# [Your assignment]
Repeat exactly, and only, the lines from the line containing "Identify each instance of the dark jeans" through the last line of the records below, including both.

#####

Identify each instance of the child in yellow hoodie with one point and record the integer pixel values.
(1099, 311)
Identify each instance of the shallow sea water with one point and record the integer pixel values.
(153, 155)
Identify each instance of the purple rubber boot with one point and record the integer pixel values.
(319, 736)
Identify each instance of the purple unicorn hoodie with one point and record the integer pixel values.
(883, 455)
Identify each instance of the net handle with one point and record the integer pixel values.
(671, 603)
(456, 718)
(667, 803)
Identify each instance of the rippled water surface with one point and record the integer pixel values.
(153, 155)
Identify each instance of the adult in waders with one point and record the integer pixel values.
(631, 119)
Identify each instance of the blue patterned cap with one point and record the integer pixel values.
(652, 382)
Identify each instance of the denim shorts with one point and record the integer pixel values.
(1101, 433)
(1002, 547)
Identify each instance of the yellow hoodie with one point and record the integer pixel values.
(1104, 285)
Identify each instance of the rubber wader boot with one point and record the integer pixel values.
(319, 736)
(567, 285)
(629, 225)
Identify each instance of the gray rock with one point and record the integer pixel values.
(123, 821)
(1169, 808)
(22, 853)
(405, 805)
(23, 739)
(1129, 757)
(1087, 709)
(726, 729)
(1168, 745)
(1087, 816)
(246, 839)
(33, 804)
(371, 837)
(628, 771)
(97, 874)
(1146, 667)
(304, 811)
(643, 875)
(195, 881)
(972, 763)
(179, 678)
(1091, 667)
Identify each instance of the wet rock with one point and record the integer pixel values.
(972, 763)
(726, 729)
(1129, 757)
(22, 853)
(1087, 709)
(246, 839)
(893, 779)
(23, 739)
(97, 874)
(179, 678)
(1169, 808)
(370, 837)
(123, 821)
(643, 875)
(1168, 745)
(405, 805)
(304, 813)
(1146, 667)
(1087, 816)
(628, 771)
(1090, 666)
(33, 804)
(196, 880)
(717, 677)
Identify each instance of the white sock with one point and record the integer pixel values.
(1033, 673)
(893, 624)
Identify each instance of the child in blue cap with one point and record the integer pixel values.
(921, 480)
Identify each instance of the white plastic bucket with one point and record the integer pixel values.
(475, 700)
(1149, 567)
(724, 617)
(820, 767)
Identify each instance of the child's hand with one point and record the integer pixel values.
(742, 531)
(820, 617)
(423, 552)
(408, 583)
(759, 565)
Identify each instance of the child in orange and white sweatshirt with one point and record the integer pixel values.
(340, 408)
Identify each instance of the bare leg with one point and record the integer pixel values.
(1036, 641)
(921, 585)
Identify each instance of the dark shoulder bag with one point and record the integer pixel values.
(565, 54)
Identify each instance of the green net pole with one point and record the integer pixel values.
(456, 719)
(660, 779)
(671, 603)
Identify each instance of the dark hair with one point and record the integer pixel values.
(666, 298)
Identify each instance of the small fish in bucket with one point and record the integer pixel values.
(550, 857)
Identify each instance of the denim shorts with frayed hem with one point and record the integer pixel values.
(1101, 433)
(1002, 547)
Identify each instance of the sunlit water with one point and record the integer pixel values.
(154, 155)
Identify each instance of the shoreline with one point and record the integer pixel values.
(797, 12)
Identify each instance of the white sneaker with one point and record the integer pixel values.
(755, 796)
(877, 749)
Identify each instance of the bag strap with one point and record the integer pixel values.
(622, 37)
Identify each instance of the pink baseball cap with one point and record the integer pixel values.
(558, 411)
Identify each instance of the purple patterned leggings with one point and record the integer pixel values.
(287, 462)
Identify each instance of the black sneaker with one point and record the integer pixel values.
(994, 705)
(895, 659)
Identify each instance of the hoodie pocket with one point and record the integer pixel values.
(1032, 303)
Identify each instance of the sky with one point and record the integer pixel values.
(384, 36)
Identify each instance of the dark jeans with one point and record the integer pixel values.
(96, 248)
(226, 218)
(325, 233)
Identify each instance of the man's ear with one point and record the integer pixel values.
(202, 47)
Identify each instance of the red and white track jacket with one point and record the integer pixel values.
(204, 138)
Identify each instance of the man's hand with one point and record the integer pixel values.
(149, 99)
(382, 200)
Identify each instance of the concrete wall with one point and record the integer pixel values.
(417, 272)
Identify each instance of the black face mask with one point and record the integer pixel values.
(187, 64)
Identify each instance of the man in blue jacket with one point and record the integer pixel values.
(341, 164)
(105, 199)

#####

# [Answer box]
Identify each instance of the dark jeans with one point and record the integer pixel values.
(96, 248)
(226, 218)
(325, 233)
Identify each instance of the man's ear with one point and record the integer pixel values.
(202, 47)
Identify each instance of the red and white track jacket with one point and record the integer pixel values.
(204, 138)
Identify each instance of the man's hand with one point and record the integer pixel values.
(149, 99)
(382, 200)
Identify each instance of the concrete wall with one point and record the integer pixel values.
(417, 272)
Identify each instance of the black face mask with one point and record the integer pixel values.
(187, 64)
Identify each instance of the man in blue jacket with one point and record the integer pixel values.
(341, 164)
(105, 199)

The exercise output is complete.